- ZU PRÜFENDER TEXT
Über die Homepage unseres Fußballvereins hat er sich gemeldet – der Vater von Samer, einem neun-jährigen Syrer, den es nach Nieder-Olm verschlagen hat. Ob er denn in einer unserer Jugendmannschaften Fußball spielen könne. Natürlich geht das, und so besuche ich die Familie, um den Nachwuchskicker mit Kickschuhen und Sportkleidung auszustatten. Wir haben überzählige Trikotsätze zu hauf, so dass dies kein Problem ist. Stolz lässt er sich im Originaltrikot des FSV Nieder-Olm fotografieren.

Ein paar Tage später hole ich Samer zum ersten Training von Zuhause ab. Anfangs sprudelte es nur so aus ihm heraus – die Spannung war groß. Je näher wir dem Sportplatz kamen, desto leiser wurde er. Als der Fußballplatz in Sichtweise war, fand seine linke Hand meine rechte. Der Jugendtrainer stellte Samer kurz vor und erzählte knapp, welche Fluchtmonate hinter ihm und seiner Familie lagen. Es wurde ganz still auf dem riesigen Platz.

- ANGEZEIGTE DATEN
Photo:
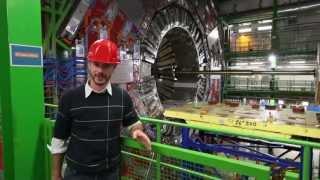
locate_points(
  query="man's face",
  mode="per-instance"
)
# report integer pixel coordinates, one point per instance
(100, 73)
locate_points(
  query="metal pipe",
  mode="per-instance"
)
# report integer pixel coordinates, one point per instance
(249, 72)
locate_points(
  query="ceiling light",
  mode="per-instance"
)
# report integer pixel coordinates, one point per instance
(241, 64)
(214, 34)
(297, 62)
(245, 24)
(265, 21)
(244, 30)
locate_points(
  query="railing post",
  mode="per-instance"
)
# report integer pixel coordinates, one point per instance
(306, 163)
(158, 168)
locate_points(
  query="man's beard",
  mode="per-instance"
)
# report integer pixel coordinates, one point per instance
(100, 79)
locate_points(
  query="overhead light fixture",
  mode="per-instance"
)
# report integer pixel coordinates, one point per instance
(241, 64)
(265, 21)
(244, 30)
(257, 63)
(245, 24)
(273, 60)
(264, 28)
(214, 34)
(297, 62)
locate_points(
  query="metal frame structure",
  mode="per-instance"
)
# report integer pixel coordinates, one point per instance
(186, 156)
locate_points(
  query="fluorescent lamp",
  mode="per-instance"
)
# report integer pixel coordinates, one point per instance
(214, 34)
(265, 21)
(241, 64)
(245, 24)
(305, 103)
(257, 63)
(297, 62)
(244, 30)
(264, 28)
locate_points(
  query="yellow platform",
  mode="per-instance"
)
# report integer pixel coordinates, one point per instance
(282, 121)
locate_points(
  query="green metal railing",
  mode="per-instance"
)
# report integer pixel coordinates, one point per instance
(172, 162)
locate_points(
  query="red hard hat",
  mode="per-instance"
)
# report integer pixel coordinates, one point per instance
(104, 51)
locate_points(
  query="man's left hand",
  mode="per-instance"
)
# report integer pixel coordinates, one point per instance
(140, 136)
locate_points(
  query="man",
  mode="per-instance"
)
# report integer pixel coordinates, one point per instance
(91, 116)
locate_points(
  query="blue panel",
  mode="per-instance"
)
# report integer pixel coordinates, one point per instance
(27, 56)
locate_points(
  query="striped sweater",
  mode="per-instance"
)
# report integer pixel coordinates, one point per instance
(93, 125)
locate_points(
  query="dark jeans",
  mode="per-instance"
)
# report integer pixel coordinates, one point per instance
(72, 174)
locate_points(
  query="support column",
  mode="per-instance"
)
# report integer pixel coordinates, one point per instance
(21, 88)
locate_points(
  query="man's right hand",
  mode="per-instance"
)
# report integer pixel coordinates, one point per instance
(56, 177)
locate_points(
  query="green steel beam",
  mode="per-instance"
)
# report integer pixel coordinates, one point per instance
(275, 43)
(291, 176)
(6, 101)
(158, 140)
(236, 132)
(219, 162)
(191, 172)
(50, 10)
(63, 45)
(22, 97)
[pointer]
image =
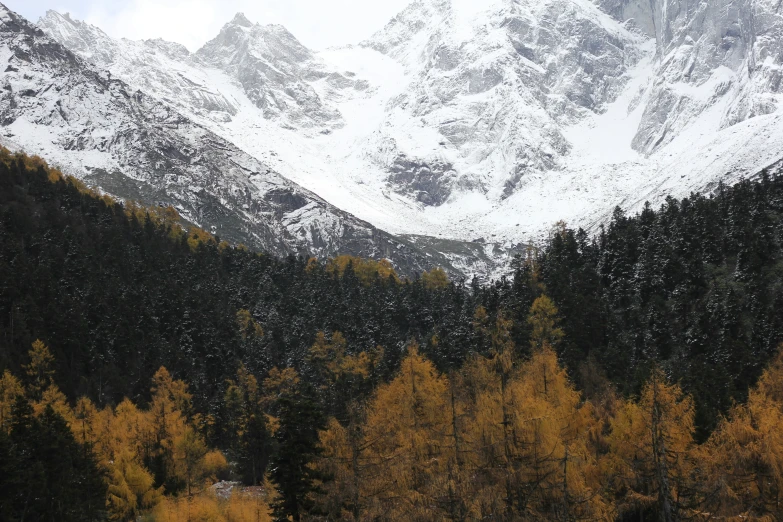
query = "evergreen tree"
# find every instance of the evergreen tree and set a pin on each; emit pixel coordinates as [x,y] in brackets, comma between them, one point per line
[297,437]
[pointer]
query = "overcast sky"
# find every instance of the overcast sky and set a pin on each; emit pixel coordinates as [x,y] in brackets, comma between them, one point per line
[316,23]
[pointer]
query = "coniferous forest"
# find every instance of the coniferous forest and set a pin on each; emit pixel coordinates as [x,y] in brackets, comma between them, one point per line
[151,371]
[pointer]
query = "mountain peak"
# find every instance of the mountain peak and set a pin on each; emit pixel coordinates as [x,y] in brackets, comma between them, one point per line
[241,19]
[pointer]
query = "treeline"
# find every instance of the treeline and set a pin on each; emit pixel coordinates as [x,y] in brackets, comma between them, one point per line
[506,437]
[696,285]
[510,438]
[77,462]
[292,367]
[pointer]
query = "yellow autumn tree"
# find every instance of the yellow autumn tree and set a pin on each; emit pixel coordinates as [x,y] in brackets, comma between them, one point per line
[544,321]
[652,454]
[403,444]
[10,389]
[528,429]
[745,454]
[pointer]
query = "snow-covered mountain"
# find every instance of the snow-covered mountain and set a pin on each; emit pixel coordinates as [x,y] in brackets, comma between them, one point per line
[136,147]
[462,120]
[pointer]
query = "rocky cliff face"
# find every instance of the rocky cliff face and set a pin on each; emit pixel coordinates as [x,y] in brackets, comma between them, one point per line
[497,81]
[462,119]
[722,56]
[133,146]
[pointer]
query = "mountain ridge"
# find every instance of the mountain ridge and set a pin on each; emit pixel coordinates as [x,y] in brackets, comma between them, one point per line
[461,122]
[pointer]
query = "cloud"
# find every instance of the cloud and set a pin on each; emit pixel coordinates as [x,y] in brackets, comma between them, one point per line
[316,23]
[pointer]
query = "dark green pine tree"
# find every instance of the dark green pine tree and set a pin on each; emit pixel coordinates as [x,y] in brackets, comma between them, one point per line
[45,474]
[301,418]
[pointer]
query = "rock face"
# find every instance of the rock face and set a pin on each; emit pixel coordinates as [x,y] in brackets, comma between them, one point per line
[497,81]
[273,69]
[134,146]
[495,119]
[722,56]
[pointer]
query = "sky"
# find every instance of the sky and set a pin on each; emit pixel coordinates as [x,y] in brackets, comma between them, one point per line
[318,24]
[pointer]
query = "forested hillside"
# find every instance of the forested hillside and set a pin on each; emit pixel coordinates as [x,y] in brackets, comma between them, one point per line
[614,377]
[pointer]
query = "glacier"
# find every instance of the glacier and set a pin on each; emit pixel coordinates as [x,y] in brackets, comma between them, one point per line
[482,124]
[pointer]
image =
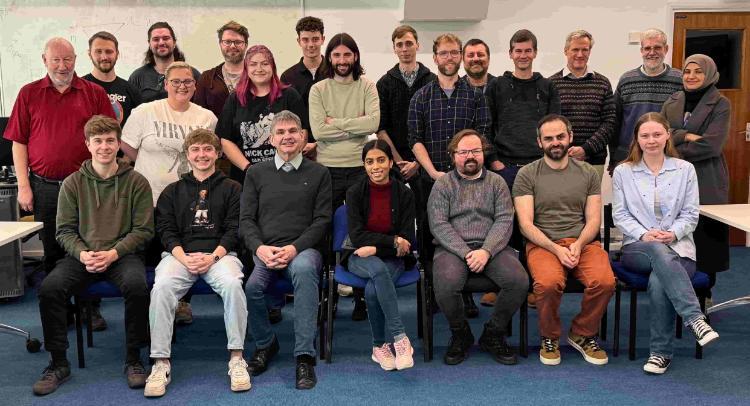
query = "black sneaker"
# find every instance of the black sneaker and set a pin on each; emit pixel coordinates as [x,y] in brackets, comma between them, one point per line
[493,342]
[305,372]
[704,334]
[470,308]
[458,347]
[656,364]
[52,377]
[262,356]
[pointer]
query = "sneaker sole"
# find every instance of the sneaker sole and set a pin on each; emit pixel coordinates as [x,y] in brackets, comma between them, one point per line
[586,357]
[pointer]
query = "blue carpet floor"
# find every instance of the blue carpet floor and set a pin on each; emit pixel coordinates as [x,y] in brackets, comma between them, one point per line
[199,363]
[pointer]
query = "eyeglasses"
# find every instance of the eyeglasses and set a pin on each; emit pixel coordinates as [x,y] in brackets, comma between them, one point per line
[177,82]
[465,152]
[227,42]
[452,52]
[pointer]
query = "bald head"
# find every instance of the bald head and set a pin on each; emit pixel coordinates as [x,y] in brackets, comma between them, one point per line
[60,59]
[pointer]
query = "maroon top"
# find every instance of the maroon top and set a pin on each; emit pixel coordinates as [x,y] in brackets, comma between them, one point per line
[51,124]
[379,219]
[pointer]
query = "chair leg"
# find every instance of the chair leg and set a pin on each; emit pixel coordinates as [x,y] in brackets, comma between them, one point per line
[616,332]
[633,324]
[79,333]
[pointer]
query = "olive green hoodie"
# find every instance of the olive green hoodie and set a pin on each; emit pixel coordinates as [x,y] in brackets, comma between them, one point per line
[95,214]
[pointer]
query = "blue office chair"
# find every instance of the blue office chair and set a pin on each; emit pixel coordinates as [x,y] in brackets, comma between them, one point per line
[339,274]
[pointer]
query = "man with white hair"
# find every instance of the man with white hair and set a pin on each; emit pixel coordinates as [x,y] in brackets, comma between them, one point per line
[46,127]
[642,90]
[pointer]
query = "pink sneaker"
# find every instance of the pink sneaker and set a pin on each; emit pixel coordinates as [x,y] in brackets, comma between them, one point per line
[383,356]
[404,352]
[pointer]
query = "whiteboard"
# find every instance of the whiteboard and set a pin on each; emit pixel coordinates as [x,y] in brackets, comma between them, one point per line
[25,29]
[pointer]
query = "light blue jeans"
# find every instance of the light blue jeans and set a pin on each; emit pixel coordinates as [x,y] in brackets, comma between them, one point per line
[304,272]
[172,282]
[670,290]
[380,295]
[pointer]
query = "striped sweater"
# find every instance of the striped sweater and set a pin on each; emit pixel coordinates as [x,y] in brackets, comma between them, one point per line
[589,105]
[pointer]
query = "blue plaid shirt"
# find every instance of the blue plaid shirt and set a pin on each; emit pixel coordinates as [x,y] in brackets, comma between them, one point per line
[434,118]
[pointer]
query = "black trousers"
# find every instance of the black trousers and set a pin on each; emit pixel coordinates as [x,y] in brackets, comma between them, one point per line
[70,277]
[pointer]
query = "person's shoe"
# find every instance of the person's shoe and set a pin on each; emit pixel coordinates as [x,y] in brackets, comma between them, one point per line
[305,372]
[404,353]
[52,377]
[274,316]
[239,379]
[383,356]
[360,309]
[589,348]
[493,342]
[156,383]
[184,313]
[704,334]
[262,356]
[470,309]
[549,354]
[458,347]
[656,364]
[136,374]
[488,299]
[344,290]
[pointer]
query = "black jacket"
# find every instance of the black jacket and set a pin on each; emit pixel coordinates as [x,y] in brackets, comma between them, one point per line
[394,105]
[178,224]
[402,220]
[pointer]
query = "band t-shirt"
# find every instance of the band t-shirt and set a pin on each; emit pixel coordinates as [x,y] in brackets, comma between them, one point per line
[158,133]
[249,127]
[123,96]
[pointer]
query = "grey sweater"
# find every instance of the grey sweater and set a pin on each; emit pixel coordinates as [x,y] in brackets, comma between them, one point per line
[470,214]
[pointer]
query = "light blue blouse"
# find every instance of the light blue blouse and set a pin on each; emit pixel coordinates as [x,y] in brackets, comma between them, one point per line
[633,189]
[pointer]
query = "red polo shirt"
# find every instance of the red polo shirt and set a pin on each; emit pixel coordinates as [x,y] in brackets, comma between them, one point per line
[51,124]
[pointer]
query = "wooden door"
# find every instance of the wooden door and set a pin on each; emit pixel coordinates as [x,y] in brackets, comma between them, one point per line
[725,36]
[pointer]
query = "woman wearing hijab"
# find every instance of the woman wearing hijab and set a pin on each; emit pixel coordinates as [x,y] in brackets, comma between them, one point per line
[699,122]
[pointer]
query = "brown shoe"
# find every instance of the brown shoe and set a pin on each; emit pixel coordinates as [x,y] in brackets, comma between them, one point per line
[488,299]
[52,377]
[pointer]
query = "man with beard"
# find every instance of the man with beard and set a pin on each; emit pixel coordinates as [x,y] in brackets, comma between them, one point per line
[214,85]
[46,127]
[642,90]
[162,51]
[344,111]
[471,215]
[437,112]
[476,63]
[104,51]
[558,204]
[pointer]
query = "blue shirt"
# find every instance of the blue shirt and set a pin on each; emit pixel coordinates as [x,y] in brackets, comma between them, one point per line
[434,118]
[633,189]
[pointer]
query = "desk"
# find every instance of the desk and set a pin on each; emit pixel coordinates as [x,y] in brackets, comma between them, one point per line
[735,215]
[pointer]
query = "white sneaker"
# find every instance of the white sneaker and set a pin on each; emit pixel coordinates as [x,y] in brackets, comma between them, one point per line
[404,352]
[156,383]
[383,356]
[239,378]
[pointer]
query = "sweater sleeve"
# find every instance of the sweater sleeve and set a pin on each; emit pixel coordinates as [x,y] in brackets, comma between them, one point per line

- WAS ZU TUN IST
• 1. In welchem Trikot lässt sich Samer laut dem Text über seinen Eintritt in den Fußballverein fotografieren?
• 2. Setze den Text über Samers erstes Training beim FSV Nieder-Olm nach seinem letzten Satz fort.
Die Daten stehen in keinem Zusammenhang mit dem Text.

- ANTWORTEN JE AUFGABE
• 1. Im Originaltrikot des FSV Nieder-Olm.

• 2.
Nach dem Training wollte ich Samer wieder abholen. Doch die Mannschaft spielte ein bisschen länger als geplant, und so konnte ich sehen, wie schnell er sich in das Mannschaftstraining einfügen konnte. Der Trainer fragte zum Schluss, ob Samer wieder kommen dürfe, und alle schrien: „Ja!“ Seitdem trainiert Samer zweimal die Woche mit seinen 12 Fußball-Kameraden.

Kurz vor den Sommerferien erhielt ich eine Mail des Trainers. Samer habe sich gut eingefunden. Um auch spielberechtigt zu sein, braucht er einen Pass, möglichst schnell, denn nach der Sommerpause geht es dann gleich los. Das wurde  unbürokratisch geklärt, und jetzt kann der syrische Bub es kaum erwarten, an einem richtigen Spieltag mit seinen Kameraden aufzulaufen.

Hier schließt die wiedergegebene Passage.